### [Given task]
Rewrite all of the records below with every "Target" replaced by "Label" and nothing else changed. Leave the pictures out of your answer.

(Location identification entries)
---

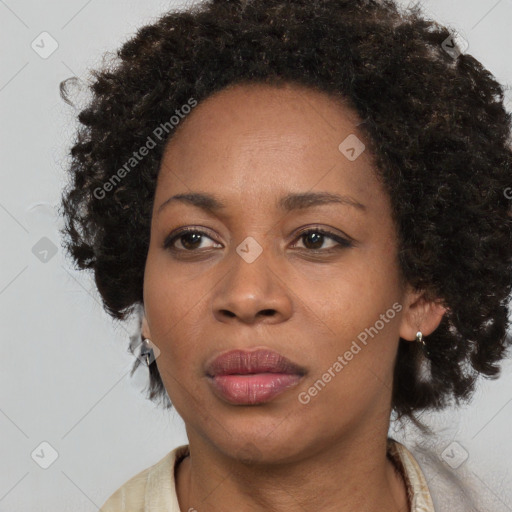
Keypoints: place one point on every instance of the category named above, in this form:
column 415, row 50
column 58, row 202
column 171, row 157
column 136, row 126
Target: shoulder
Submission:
column 416, row 483
column 153, row 486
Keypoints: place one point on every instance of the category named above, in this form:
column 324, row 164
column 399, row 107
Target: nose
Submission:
column 252, row 292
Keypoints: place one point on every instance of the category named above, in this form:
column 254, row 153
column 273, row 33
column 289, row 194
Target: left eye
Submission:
column 316, row 237
column 313, row 239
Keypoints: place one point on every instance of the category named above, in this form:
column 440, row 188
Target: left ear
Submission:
column 420, row 314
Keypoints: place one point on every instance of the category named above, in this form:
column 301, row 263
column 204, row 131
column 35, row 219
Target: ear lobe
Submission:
column 421, row 315
column 146, row 333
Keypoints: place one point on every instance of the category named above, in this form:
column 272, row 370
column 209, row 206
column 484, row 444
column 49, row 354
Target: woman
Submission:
column 305, row 203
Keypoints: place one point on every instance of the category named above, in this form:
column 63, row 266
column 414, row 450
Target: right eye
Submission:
column 190, row 240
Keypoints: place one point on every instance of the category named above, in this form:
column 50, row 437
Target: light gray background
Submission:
column 64, row 368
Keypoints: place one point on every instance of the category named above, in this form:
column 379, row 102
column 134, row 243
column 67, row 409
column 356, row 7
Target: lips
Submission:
column 252, row 377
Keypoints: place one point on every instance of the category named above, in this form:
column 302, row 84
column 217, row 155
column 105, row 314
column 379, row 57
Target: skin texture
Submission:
column 249, row 145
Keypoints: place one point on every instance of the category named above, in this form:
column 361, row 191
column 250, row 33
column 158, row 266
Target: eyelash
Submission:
column 342, row 242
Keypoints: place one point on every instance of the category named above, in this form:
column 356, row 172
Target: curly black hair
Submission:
column 434, row 119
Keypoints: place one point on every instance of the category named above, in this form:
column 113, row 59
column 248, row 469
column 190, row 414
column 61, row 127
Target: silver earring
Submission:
column 146, row 353
column 419, row 339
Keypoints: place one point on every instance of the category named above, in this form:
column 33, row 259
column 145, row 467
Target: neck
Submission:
column 345, row 476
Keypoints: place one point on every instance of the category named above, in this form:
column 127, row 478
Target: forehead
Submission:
column 258, row 139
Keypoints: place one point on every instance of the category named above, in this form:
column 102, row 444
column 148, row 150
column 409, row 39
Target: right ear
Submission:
column 146, row 333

---

### [Written reply]
Keypoints: place one point on every instance of the category named above, in this form:
column 415, row 50
column 58, row 202
column 171, row 157
column 136, row 126
Label: shoulder
Submission:
column 416, row 483
column 153, row 486
Keypoints: place one point on every instance of the category named above, in this form:
column 324, row 164
column 399, row 107
Label: nose
Submission:
column 252, row 292
Keypoints: place one point on every instance of the category named above, in this form:
column 254, row 153
column 273, row 33
column 289, row 194
Label: left eye
Submission:
column 316, row 237
column 313, row 239
Keypoints: place one point on every instance of the category named above, in this form:
column 440, row 188
Label: left ear
Submission:
column 420, row 314
Keypoints: place one point on every instance of the category named above, in this form:
column 301, row 263
column 204, row 131
column 35, row 219
Label: ear lobe
Submission:
column 421, row 315
column 146, row 333
Keypoints: place one point on every instance of the category named above, in this form:
column 272, row 370
column 209, row 206
column 484, row 444
column 49, row 354
Label: woman
Submission:
column 305, row 203
Keypoints: place one point on every instance of the category named above, in this form:
column 63, row 266
column 414, row 450
Label: right eye
Submission:
column 190, row 240
Keypoints: place one point on every instance of the category named above, in this form:
column 50, row 437
Label: light gray background
Submission:
column 64, row 368
Keypoints: place one point on every instance of the category named above, in this form:
column 379, row 102
column 134, row 243
column 67, row 409
column 356, row 7
Label: lips
Submission:
column 252, row 377
Keypoints: place one point on every instance of the category named above, in this form:
column 302, row 84
column 217, row 155
column 105, row 314
column 379, row 57
Label: skin texture
Submission:
column 249, row 145
Keypoints: place one point on every instance of the category named above, in this form:
column 361, row 191
column 250, row 33
column 158, row 266
Label: eyelash
Submission:
column 342, row 242
Keypoints: place one point on every instance of the category named above, in this form:
column 356, row 172
Label: curly black hair
Submission:
column 434, row 119
Keypoints: place one point on every instance of the category named above, in this form:
column 113, row 59
column 248, row 469
column 190, row 414
column 61, row 127
Label: silver earring
Submission:
column 146, row 353
column 419, row 339
Keypoints: place one point on every instance of the category named above, in this form:
column 33, row 259
column 145, row 467
Label: neck
Submission:
column 345, row 476
Keypoints: place one point on every instance of the category named above, in this form:
column 127, row 478
Label: forehead
Submission:
column 258, row 139
Keypoints: place one point on every instance of the category named above, in this form:
column 102, row 444
column 148, row 150
column 409, row 39
Label: right ear
Submission:
column 146, row 333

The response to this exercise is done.